Message à vous mes frères homosexuels : se proclamer « homosexuel mais pas gay » m’insupporte au plus haut point. J’entends en filigrane dans cette expression une haine très homophobe de la minorité ou du lobby LGBT (même si cette haine se veut ciblée à une minorité de personnes homosexuelles pour sauver la grande majorité d’entre elles), et une justification de la pratique homosexuelle à partir du moment où celle-ci serait discrète, qui m’agressent. Car la plupart des personnes homosexuelles, maraisiennes inclus, tient ce discours. Et pendant ce temps, personne ne dénonce la violence de la pratique homo, qu’elle soit vécue au grand jour ou discrètement à la campagne. Oui, se dire « homo et pas gay », c’est puant et même pas courageux, car ceux qui le font ne remettent pas en cause leurs propres pratiques sexuelles.

 

Peut-on vraiment parler d’une « communauté homosexuelle » ?

Peut-on vraiment parler d’une « communauté homosexuelle » ?

 
 

Suite à mon article sur Mylène Farmer publié sur ce site, une polémique est née sur la notion de « communauté homosexuelle ». La plupart de ceux qui se sont exprimés m’ont avoué qu’ils ne croyaient pas en son existence, en s’imaginant peut-être qu’à cause de mon (malheureux et très rare) emploi substantivé de l’adjectif « gay » dans le titre, et surtout de mon traitement du thème farmerien, j’y croyais « un peu », voire beaucoup plus que je ne voulais bien me l’avouer à moi-même. Qu’ils se détrompent. Justement, je suis très sceptique quant à son existence, même si je me refuse pourtant à dire qu’elle ne doit pas, d’une certaine manière, être reconnue, en tout cas en tant que désir/fantasme. Je me méfie autant de ceux qui basent tous leurs espoirs sur la « communauté homosexuelle » que de ceux qui n’y croient pas du tout, de ceux qui sont entièrement « pour » autant que de ceux qui sont 100 % « contre ». Pour ma part, je ne suis défenseur ni du « droit à la différence » pour les personnes homosexuelles, ni du « droit à l’indifférence », mais uniquement d’une reconnaissance du désir homosexuel. Et j’ai trouvé intéressant de vous expliquer maintenant mon point de vue.

##############################

§ Consigne
Répondez aux trois questions suivantes à partir de l'extrait :
1. Quelle expression, selon le premier paragraphe de l'extrait, insupporte au plus haut point la personne qui écrit ?
2. Sur qui portait l'article dont la publication a fait naître une polémique sur la notion de « communauté homosexuelle » ?
3. De quoi la personne qui écrit se déclare-t-elle uniquement défenseur ?
Les entrées n'ont aucun rôle dans ce travail.

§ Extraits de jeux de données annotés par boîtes
##############################

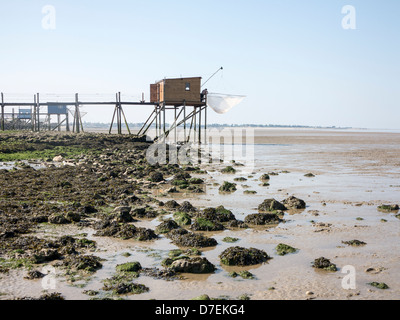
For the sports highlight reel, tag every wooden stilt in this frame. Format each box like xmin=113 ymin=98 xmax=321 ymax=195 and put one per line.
xmin=36 ymin=93 xmax=40 ymax=132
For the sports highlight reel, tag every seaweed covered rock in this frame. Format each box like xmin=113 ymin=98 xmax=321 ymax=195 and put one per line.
xmin=275 ymin=243 xmax=297 ymax=256
xmin=226 ymin=220 xmax=249 ymax=229
xmin=48 ymin=213 xmax=71 ymax=224
xmin=167 ymin=229 xmax=217 ymax=248
xmin=178 ymin=201 xmax=197 ymax=213
xmin=190 ymin=217 xmax=225 ymax=231
xmin=155 ymin=220 xmax=180 ymax=234
xmin=149 ymin=171 xmax=164 ymax=182
xmin=103 ymin=281 xmax=150 ymax=295
xmin=219 ymin=247 xmax=271 ymax=266
xmin=112 ymin=207 xmax=134 ymax=223
xmin=63 ymin=255 xmax=103 ymax=273
xmin=170 ymin=257 xmax=215 ymax=273
xmin=94 ymin=222 xmax=158 ymax=241
xmin=174 ymin=211 xmax=192 ymax=226
xmin=115 ymin=261 xmax=142 ymax=272
xmin=313 ymin=257 xmax=337 ymax=271
xmin=164 ymin=200 xmax=180 ymax=209
xmin=342 ymin=239 xmax=366 ymax=247
xmin=219 ymin=181 xmax=237 ymax=193
xmin=244 ymin=213 xmax=283 ymax=226
xmin=282 ymin=196 xmax=306 ymax=209
xmin=258 ymin=199 xmax=287 ymax=212
xmin=131 ymin=206 xmax=159 ymax=219
xmin=378 ymin=204 xmax=400 ymax=212
xmin=196 ymin=206 xmax=236 ymax=222
xmin=221 ymin=166 xmax=236 ymax=174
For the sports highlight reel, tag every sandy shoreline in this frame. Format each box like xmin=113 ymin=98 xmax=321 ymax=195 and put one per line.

##############################

§ Réponse rédigée
1. L'expression « homosexuel mais pas gay ».
2. Sur Mylène Farmer.
3. D'une reconnaissance du désir homosexuel.